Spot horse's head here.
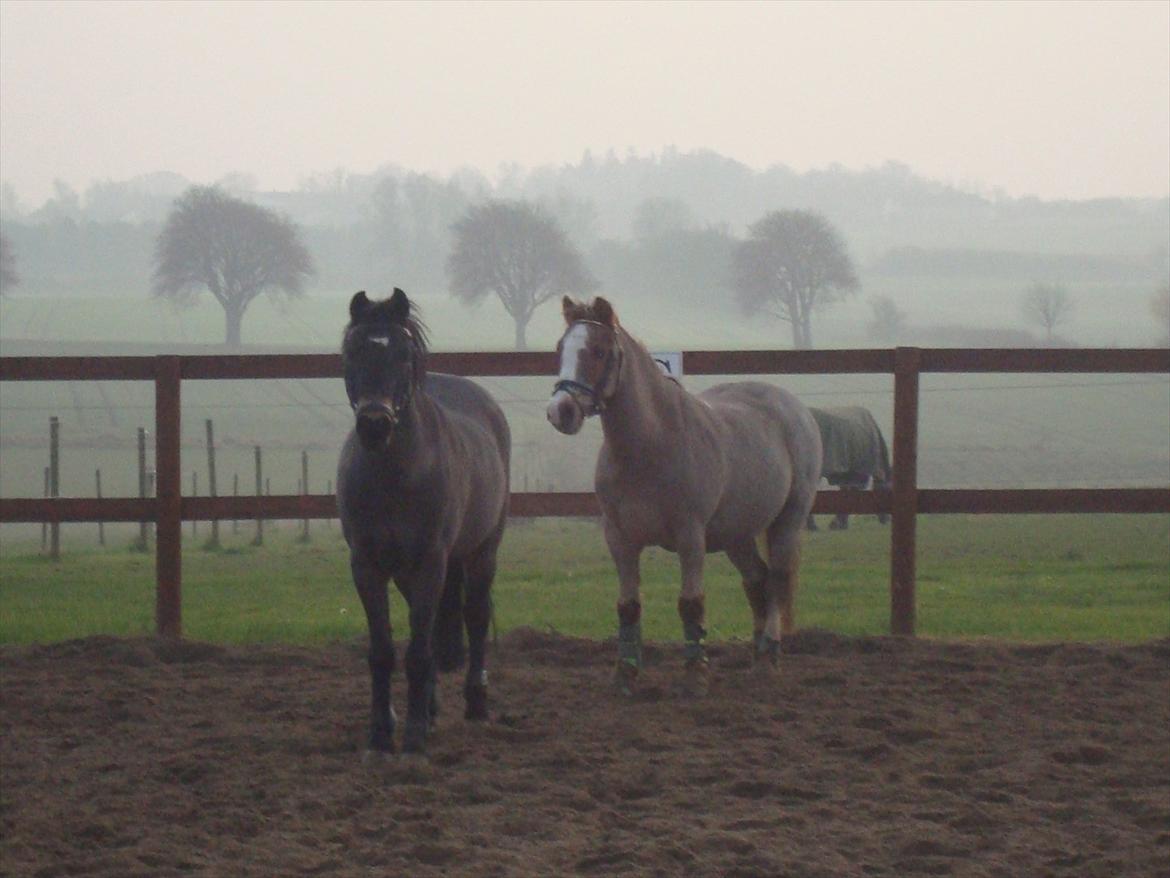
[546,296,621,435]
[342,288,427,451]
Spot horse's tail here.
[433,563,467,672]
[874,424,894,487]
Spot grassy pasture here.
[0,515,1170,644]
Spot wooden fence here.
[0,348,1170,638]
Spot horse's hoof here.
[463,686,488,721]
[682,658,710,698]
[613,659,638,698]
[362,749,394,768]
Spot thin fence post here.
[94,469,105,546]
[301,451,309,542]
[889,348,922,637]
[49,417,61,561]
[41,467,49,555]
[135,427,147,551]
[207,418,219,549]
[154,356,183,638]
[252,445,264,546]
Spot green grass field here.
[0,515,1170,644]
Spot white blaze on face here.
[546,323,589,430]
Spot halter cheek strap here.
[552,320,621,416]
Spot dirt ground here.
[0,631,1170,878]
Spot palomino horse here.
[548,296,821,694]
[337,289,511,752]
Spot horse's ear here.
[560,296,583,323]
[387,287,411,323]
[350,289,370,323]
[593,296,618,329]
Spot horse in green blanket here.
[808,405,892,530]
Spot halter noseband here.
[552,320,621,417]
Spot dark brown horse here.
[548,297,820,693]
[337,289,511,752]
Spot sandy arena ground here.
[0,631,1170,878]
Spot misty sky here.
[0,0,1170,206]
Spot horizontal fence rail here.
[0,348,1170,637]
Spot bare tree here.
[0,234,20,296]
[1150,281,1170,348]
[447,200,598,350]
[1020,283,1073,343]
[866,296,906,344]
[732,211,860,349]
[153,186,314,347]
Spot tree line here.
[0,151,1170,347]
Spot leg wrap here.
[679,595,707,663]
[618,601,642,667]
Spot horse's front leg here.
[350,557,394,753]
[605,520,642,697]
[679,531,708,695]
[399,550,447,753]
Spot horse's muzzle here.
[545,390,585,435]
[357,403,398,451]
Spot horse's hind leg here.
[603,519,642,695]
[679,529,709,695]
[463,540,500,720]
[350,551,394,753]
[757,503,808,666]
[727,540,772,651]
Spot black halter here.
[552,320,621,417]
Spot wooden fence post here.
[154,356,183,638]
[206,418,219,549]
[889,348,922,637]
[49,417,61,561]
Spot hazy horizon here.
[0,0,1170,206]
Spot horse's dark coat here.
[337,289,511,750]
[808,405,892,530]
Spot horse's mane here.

## EXERCISE AIM
Copy out the lines above, from the line with "Spot misty sky here." through the line with "[618,601,642,667]", both ends included. Keep the requests, and offset every bounding-box coordinate by adding 98.

## FINISHED TASK
Spot misty sky here.
[98,98,1268,304]
Spot horizontal fence rail here.
[98,446,1268,735]
Spot bare tree here.
[98,332,118,394]
[1248,379,1268,446]
[545,298,696,448]
[1118,381,1171,441]
[964,394,1004,442]
[830,309,958,447]
[251,284,412,445]
Spot tree line here.
[98,249,1268,445]
Spot leg wrap here.
[777,693,805,761]
[716,699,740,765]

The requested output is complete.